** Begin GIVEN DATA **

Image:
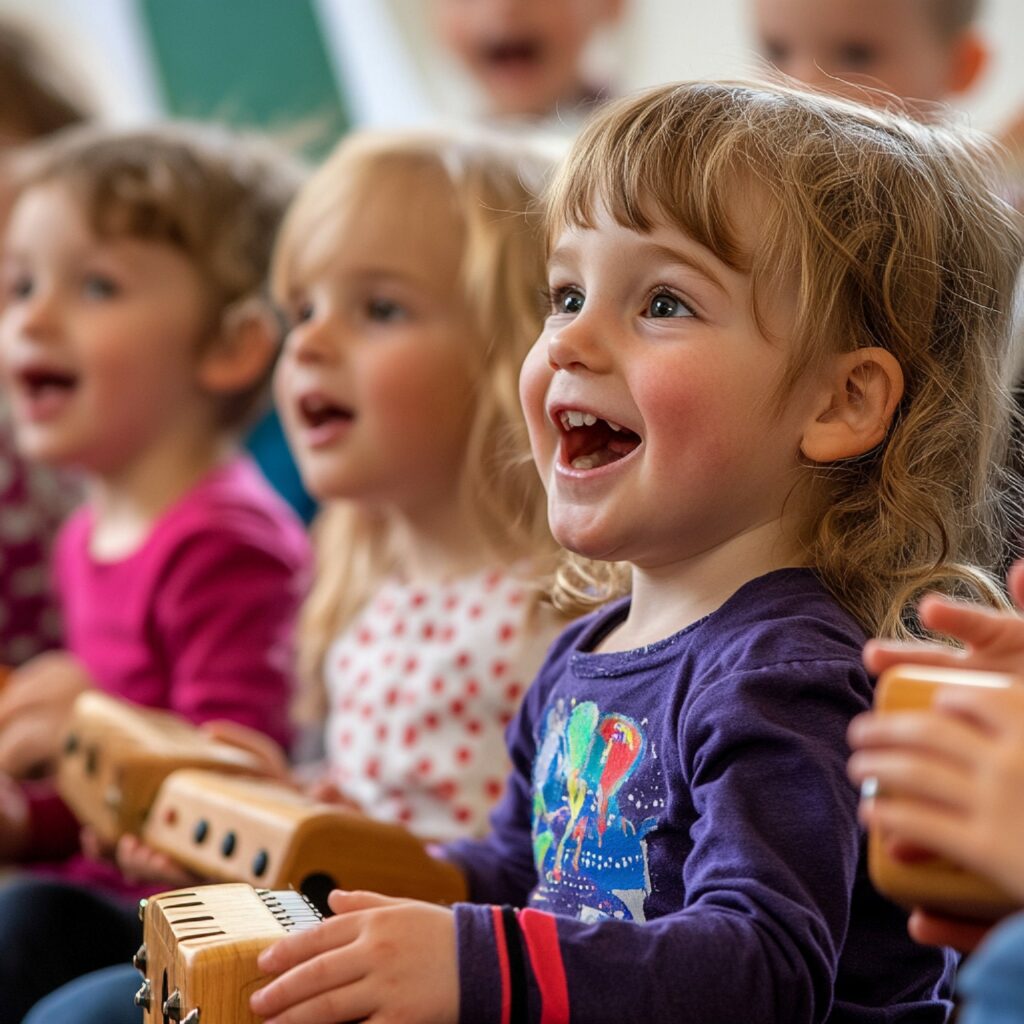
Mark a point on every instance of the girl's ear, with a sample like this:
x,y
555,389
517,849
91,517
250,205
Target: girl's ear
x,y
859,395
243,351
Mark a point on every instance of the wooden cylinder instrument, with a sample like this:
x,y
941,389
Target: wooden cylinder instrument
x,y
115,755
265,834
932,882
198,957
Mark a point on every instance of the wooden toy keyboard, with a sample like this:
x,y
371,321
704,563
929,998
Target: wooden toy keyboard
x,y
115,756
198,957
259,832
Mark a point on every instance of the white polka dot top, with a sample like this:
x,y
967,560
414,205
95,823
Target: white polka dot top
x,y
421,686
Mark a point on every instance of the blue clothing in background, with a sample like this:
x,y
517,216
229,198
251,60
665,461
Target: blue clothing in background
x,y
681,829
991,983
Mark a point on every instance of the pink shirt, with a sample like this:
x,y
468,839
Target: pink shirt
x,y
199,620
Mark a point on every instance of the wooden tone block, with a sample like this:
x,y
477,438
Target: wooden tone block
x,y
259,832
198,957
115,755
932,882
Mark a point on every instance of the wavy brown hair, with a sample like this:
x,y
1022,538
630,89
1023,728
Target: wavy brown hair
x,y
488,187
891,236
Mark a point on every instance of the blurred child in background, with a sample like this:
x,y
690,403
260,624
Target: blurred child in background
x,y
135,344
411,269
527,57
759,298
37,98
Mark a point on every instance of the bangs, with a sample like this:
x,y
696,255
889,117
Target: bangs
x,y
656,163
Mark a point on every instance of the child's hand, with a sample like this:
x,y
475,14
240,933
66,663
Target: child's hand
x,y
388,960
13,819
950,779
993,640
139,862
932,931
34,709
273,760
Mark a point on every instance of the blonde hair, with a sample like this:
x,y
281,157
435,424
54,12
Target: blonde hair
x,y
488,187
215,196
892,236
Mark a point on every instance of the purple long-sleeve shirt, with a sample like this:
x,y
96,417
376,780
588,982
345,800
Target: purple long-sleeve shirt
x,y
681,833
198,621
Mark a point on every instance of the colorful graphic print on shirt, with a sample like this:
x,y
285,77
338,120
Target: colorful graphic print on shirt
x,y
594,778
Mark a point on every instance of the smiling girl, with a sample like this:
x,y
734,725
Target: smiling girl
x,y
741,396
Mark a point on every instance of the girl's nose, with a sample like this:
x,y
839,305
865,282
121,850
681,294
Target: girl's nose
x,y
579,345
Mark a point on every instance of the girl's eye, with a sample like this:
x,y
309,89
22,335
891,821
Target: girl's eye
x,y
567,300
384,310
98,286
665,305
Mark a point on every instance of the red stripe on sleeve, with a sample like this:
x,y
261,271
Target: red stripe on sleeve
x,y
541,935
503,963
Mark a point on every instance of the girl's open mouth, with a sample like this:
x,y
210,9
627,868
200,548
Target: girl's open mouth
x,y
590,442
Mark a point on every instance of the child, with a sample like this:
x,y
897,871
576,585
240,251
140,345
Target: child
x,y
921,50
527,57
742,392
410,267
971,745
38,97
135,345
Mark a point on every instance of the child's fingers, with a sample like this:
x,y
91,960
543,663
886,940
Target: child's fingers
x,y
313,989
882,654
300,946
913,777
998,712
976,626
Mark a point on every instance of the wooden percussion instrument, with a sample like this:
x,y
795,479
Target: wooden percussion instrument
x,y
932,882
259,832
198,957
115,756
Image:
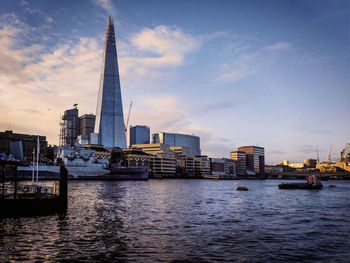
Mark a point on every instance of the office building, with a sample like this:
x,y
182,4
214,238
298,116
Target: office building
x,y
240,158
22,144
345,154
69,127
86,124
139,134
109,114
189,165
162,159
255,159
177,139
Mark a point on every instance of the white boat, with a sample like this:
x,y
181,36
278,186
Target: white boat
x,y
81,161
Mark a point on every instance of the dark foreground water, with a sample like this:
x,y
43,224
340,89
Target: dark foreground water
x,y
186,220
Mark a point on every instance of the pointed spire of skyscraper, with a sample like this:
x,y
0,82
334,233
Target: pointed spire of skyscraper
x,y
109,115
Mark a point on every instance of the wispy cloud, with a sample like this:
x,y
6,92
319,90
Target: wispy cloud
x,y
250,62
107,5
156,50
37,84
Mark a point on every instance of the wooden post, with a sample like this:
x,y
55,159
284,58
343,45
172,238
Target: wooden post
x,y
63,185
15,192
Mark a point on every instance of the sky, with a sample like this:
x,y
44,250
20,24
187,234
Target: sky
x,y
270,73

** End GIVEN DATA **

■ JOB ■
Reproduce the listing word for word and omit its pictures.

■ SOLVED PROBLEM ■
Image:
Mark a point on every instance of the girl's ear, with a sample like this:
x,y
555,389
517,849
91,517
250,205
Target: girl's ear
x,y
859,395
243,351
Mark a point on every instance of the wooden cylinder instrument, with a sample like this:
x,y
941,389
Target: wooden cylinder instrument
x,y
115,755
265,834
932,882
198,957
Mark a point on every instance of the wooden toy keyboard, with a sample like this:
x,y
371,321
704,563
929,998
Target: wooden toy keyboard
x,y
115,756
198,957
259,832
Mark a point on every instance of the white polka dot top, with a sample like this:
x,y
967,560
414,205
95,823
Target: white polka dot top
x,y
421,686
Mark a point on every instance of the blue clothing in background, with a sample like this:
x,y
517,216
229,198
251,60
665,461
Target: blue clothing in background
x,y
681,829
991,983
Mark a point on every instance of the pink shirt, with a sample like this:
x,y
468,839
Target: pink shirt
x,y
199,620
Mark a point on every instance of the wooden tone block, with a sample like this:
x,y
477,438
Target: wooden tone block
x,y
259,832
198,957
115,755
932,882
Mark a point on every instance of the wavy brown hair, with a sample like this:
x,y
1022,538
630,89
1023,728
Target: wavy brown hair
x,y
488,187
891,236
Mark a point on every instance of the blurred child in background, with a sample like this:
x,y
690,403
260,624
Target: blurred child in background
x,y
135,344
411,269
527,57
759,298
37,98
Mark a point on every instance of the bangs, with a sample like this:
x,y
696,255
889,117
Target: bangs
x,y
656,163
Mark a point on every instance of the child's hand, with a sample like this:
x,y
475,14
240,933
66,663
Target: child's hand
x,y
388,960
13,819
950,779
993,640
139,862
932,931
34,709
273,760
Mark a point on every instance of the blonde hair, with a sample like this:
x,y
281,157
435,424
54,12
Target: blonde hair
x,y
488,187
215,196
892,236
Mark a point on every instance of the purple long-sleeve shirt, with a sample like this:
x,y
96,417
376,780
588,982
345,800
Target: purple long-sleeve shirt
x,y
681,833
198,621
Mark a point on every instance of the colorful graphic print on shirt, with a sample like this:
x,y
285,77
338,120
Target: colorful graphic print on shirt
x,y
594,778
Mark a point on every instance of the smiling girl, with a sample like this:
x,y
734,725
Target: smiling girl
x,y
741,396
Mark a point on every instance of the girl's nose, with a sample like this:
x,y
839,305
865,282
121,850
681,294
Target: girl's nose
x,y
579,345
Mark a point on every instance of the girl's eye, with a sample like this:
x,y
309,89
22,335
891,821
Target: girl's eye
x,y
567,300
384,310
98,286
665,305
Mark a point on every instance of the red stripe on sleeve, with a sample like this:
x,y
261,271
Target: red stripe on sleeve
x,y
541,935
503,963
Mark a point on every instance of the girl's open mouth, with a sample like this:
x,y
210,9
627,868
200,548
Target: girl's open mouth
x,y
590,442
Mark a point on every instance of the child, with a sample like this:
x,y
897,871
576,585
240,251
140,345
Target: child
x,y
921,50
527,57
742,392
410,267
971,745
38,97
135,345
Mark a point on every instance of the child's fingers, with a sample like this:
x,y
91,960
543,663
886,940
Target: child's fingers
x,y
313,989
882,654
300,946
913,777
998,712
976,626
Mark a point on every instance of the wooden percussion instrument, with a sample like this:
x,y
795,479
Target: wooden percussion instrument
x,y
932,882
259,832
198,957
115,756
Image:
Mark a point on every instance of the office building, with a sample like this:
x,y
182,4
214,238
298,116
Target: office building
x,y
240,158
22,144
345,154
69,127
86,124
139,134
109,114
189,165
162,159
255,159
177,139
Mark a point on every instance of the white boat, with a sample like this:
x,y
181,36
278,186
Target: white boat
x,y
81,161
Mark a point on every instance of the dark foreground water, with a sample like this:
x,y
43,224
340,89
Target: dark foreground water
x,y
186,220
Mark a point on every instance of the pointed spire of skyscraper, with a sample like this:
x,y
0,82
334,233
Target: pointed spire of skyscraper
x,y
109,115
Mark a point on every instance of the wispy cloud, with a sample like this:
x,y
6,92
319,90
Target: wispy cloud
x,y
250,62
107,5
156,50
37,84
Mark a point on every instance of the wooden post, with a sample like this:
x,y
55,159
284,58
343,45
172,238
Target: wooden post
x,y
63,185
15,192
Mark a point on every instance of the sky, with a sample like this:
x,y
44,250
20,24
187,234
Target: sky
x,y
270,73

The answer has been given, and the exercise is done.